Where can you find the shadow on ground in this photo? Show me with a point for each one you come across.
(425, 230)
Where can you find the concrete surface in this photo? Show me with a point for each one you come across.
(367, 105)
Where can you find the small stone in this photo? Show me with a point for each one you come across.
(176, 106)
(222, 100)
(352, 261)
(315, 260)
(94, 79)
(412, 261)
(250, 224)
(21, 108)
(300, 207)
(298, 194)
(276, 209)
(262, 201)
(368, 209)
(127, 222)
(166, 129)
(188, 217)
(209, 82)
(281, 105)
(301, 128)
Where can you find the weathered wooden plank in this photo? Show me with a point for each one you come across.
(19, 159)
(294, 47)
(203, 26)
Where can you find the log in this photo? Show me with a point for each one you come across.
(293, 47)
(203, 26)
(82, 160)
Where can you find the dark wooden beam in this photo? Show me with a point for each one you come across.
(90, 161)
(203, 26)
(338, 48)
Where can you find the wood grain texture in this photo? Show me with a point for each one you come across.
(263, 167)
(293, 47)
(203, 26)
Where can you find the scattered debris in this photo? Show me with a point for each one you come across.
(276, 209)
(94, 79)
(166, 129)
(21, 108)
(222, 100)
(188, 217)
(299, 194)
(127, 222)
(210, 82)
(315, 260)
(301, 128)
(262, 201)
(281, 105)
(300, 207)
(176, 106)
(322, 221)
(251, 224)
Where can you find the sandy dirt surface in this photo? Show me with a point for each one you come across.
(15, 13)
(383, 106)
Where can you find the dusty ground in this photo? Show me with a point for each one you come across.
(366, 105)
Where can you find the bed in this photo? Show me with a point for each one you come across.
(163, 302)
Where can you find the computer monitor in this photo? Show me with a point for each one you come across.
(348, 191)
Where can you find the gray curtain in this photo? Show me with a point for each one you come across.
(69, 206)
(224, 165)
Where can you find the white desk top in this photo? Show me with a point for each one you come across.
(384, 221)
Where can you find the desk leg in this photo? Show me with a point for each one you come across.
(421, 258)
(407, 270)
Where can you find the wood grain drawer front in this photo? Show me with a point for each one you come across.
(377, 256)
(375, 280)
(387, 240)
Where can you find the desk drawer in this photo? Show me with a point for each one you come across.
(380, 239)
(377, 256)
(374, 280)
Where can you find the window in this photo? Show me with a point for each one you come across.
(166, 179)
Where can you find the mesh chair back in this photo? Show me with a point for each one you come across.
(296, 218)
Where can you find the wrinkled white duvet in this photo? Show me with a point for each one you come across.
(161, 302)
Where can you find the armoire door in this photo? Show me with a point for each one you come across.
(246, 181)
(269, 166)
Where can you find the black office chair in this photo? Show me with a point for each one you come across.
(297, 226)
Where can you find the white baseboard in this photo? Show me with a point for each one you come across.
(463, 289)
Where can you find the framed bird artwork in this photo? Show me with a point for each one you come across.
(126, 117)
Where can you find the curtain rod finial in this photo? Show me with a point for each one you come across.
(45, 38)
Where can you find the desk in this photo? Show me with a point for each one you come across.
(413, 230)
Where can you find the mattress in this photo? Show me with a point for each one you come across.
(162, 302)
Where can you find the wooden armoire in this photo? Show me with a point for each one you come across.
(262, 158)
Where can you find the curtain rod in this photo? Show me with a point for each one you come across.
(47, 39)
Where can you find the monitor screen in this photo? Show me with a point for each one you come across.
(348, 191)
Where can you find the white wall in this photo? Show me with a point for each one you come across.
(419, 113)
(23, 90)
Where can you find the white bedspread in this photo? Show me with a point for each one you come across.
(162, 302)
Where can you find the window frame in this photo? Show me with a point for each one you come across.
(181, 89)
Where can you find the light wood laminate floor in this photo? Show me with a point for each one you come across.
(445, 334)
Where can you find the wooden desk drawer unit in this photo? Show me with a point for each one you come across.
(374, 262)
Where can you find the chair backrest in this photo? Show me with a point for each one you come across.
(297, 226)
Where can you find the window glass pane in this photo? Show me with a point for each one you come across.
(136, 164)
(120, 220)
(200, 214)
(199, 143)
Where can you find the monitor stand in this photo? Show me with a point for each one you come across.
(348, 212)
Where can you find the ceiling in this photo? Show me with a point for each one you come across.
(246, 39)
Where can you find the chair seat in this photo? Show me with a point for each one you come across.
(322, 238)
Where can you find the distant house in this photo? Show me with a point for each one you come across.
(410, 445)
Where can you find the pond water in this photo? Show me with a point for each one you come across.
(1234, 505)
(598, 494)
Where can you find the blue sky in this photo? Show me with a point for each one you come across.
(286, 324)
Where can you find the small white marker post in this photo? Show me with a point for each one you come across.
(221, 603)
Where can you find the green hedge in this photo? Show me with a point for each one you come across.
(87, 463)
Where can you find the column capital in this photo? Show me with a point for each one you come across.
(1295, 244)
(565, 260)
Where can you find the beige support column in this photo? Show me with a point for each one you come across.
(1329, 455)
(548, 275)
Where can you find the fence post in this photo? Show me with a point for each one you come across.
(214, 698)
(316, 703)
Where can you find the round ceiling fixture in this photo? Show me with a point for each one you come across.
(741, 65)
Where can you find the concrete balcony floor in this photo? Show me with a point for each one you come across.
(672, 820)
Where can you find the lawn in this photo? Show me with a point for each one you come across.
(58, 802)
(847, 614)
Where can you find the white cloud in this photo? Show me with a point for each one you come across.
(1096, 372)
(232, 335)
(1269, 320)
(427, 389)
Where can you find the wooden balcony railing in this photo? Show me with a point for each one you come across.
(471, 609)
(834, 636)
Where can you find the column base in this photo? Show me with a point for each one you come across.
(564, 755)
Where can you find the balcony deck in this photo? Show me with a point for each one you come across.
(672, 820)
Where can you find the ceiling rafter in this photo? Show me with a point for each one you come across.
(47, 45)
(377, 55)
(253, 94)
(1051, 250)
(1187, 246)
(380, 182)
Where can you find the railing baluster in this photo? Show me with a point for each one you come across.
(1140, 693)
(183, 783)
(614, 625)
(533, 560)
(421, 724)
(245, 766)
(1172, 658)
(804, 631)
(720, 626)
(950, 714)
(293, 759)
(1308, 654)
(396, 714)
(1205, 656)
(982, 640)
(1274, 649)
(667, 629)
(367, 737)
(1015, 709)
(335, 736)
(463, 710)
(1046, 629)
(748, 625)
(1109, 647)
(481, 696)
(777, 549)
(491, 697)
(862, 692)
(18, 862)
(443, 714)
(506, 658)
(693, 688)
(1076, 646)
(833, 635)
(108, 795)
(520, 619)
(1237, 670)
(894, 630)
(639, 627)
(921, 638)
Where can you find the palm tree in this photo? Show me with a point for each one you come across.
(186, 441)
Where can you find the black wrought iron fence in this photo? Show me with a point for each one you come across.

--

• _Requirement_
Rewrite the listing above with every "come across" replaced by "spot", keeping everything else the same.

• _Solution below_
Where can you find the shadow on ground in this photo? Show me with a point for each one you spot.
(425, 230)
Where can you find the concrete surface in this photo? Show me with a point for each one you spot.
(367, 105)
Where can you find the small stone in this photo? Show me with a point for each one you spot.
(176, 106)
(222, 100)
(352, 261)
(315, 260)
(94, 79)
(412, 261)
(250, 224)
(21, 108)
(300, 207)
(298, 194)
(276, 209)
(262, 201)
(368, 209)
(127, 222)
(166, 129)
(188, 217)
(209, 82)
(281, 105)
(301, 128)
Where can you find the weathered wooden plank in this photo? Show me with a point for each one you spot.
(19, 159)
(294, 47)
(203, 26)
Where can you find the log in this photo? Show me with a point for each one you spot.
(293, 47)
(203, 26)
(82, 160)
Where can you find the dark wooden beam in this photo? Show me with a point for each one you spot.
(90, 161)
(203, 26)
(338, 48)
Where can you find the wood grain texture in this photo? Show me with a point for each one you spot.
(263, 167)
(293, 47)
(203, 26)
Where can you find the scattered debris in this photo? Show me with a point for each one you spot.
(276, 209)
(94, 79)
(166, 129)
(21, 108)
(222, 100)
(188, 217)
(299, 194)
(127, 222)
(210, 82)
(315, 260)
(301, 128)
(262, 201)
(281, 105)
(300, 207)
(176, 106)
(322, 221)
(251, 224)
Where can you find the sandy dirt surface in this photo? Show me with a point for each one you spot.
(15, 13)
(383, 106)
Where can you find the dusty ground in this photo? Show me with a point for each one you spot.
(366, 105)
Where can you find the bed in this photo? Show me with a point for each one you spot.
(163, 302)
Where can you find the computer monitor in this photo? Show me with a point for each one you spot.
(348, 191)
Where can you find the gray curtain in this photo? Show me with a point for each one you spot.
(69, 206)
(224, 165)
Where can you find the white desk top in this photo? Show me with a point for each one you spot.
(384, 221)
Where can you find the desk leg in this photo? Show me with a point for each one you spot.
(421, 258)
(407, 270)
Where can you find the wood grain drawer front in this photo? Show me with a point for each one you spot.
(377, 256)
(375, 280)
(387, 240)
Where can you find the desk drawer in this photo? Show me with a point for each one you spot.
(380, 239)
(377, 256)
(374, 280)
Where can you find the window in this photo? Show me with a point for each one you spot.
(166, 179)
Where can you find the mesh chair back in this photo? Show me with a point for each one you spot.
(296, 218)
Where can you find the wrinkled white duvet in this photo? Show me with a point for each one you spot.
(161, 302)
Where can you find the armoire door in this photo? Show me with a point for each one you spot.
(246, 181)
(269, 166)
Where can you find the black office chair in this photo? Show me with a point for each one you spot.
(297, 226)
Where can you find the white baseboard in this photo? Show me with a point for each one you spot.
(463, 289)
Where can you find the framed bird artwork in this photo? Show me with a point for each one you spot.
(126, 117)
Where can you find the curtain rod finial in this photo? Show me with a point for each one you spot.
(45, 38)
Where can you find the desk in this photo? Show me with a point for each one you spot.
(413, 230)
Where can you find the mattress in this photo? Show me with a point for each one you spot.
(162, 302)
Where can you find the wooden armoire in this photo? Show me with a point for each one you spot.
(262, 158)
Where can you find the curtain rod in this photo? Show me with a point for each one you spot.
(47, 39)
Where can you find the monitor screen in this photo? Show me with a point for each one you spot.
(348, 191)
Where can you find the white wall in this photo? Show me with a point for each one you spot.
(419, 113)
(23, 90)
Where can you find the white bedspread in this photo? Show me with a point for each one you spot.
(162, 302)
Where can you find the window frame in this photo? Show me with a point for each one you spot.
(181, 89)
Where can you find the light wood laminate floor in this photo? Show me with a point for each one you spot.
(445, 334)
Where can you find the wooden desk drawer unit in this photo? Show me with a point for each one you spot.
(374, 262)
Where can you find the chair backrest in this photo? Show me with a point for each one you spot.
(297, 226)
Where can you find the window glass pane in this photo? Show me with a point for each one you spot.
(136, 164)
(120, 220)
(200, 214)
(199, 143)
Where can you find the monitor stand in this photo? Show me with a point for each one you spot.
(348, 212)
Where can you find the ceiling in this photo? Show me with a point for each one you spot.
(246, 39)
Where can you find the chair seat in this photo? Show me with a point for each one you spot.
(322, 238)
Where can you find the distant house in this photo? Show me with a point for each one you spot.
(410, 445)
Where can you find the pond water in this photo? Show me with a point for each one you spot.
(1234, 505)
(598, 494)
Where can you find the blue sky in this photo? Show me with a point for each one you spot.
(286, 324)
Where can you find the small white marker post in this photo? Show me with a point for each one you spot.
(221, 603)
Where can you find the green hedge in this photo? Show me with a point for each one you spot.
(87, 463)
Where can you find the column capital in this photo? Show me with a point for each one you spot.
(1295, 244)
(565, 260)
Where can you find the beige support column in this photo? Show me with a point for each one you spot.
(1329, 455)
(548, 275)
Where can you find the fence post in this photo? Show me with a point for each one you spot.
(214, 698)
(316, 703)
Where can you find the round ceiling fixture in this photo? Show me with a point for each one you spot.
(741, 65)
Where can you find the concrete balcony floor in this photo? Show me with a point for each one you spot.
(672, 820)
Where can you find the lawn in this photo? Show me with a point for each one you spot.
(58, 802)
(847, 614)
Where can you find the white cloud in this photo? Show me with a point for each one you spot.
(1096, 372)
(232, 335)
(1269, 320)
(427, 389)
Where can you find the wooden balcony railing in this photo? Show me with a point for each one you spot.
(471, 609)
(834, 636)
Where can you find the column base in this photo? Show me with a point for each one you spot.
(564, 755)
Where can you find the balcony deck in this photo? Show me with a point for each one you spot.
(672, 820)
Where can you find the ceiling rafter in this photo? Show me with a point for each one you spot.
(47, 45)
(377, 55)
(253, 94)
(1051, 250)
(1187, 246)
(380, 182)
Where can you find the railing baluster in this photo? Show me with a point for each one you spot.
(1140, 693)
(183, 783)
(614, 625)
(533, 560)
(421, 724)
(245, 766)
(1172, 658)
(804, 631)
(720, 626)
(950, 714)
(293, 759)
(1308, 654)
(396, 714)
(1205, 656)
(982, 640)
(1274, 649)
(667, 629)
(367, 737)
(1015, 709)
(335, 736)
(463, 710)
(1046, 629)
(748, 625)
(1109, 647)
(481, 696)
(777, 549)
(491, 697)
(862, 692)
(18, 862)
(443, 714)
(506, 658)
(693, 688)
(1076, 646)
(833, 635)
(108, 795)
(520, 619)
(1237, 670)
(894, 630)
(639, 627)
(921, 638)
Where can you find the palm tree in this photo? Show me with a point for each one you spot.
(186, 441)
Where can you find the black wrought iron fence in this photo? Show me with a point for each one you spot.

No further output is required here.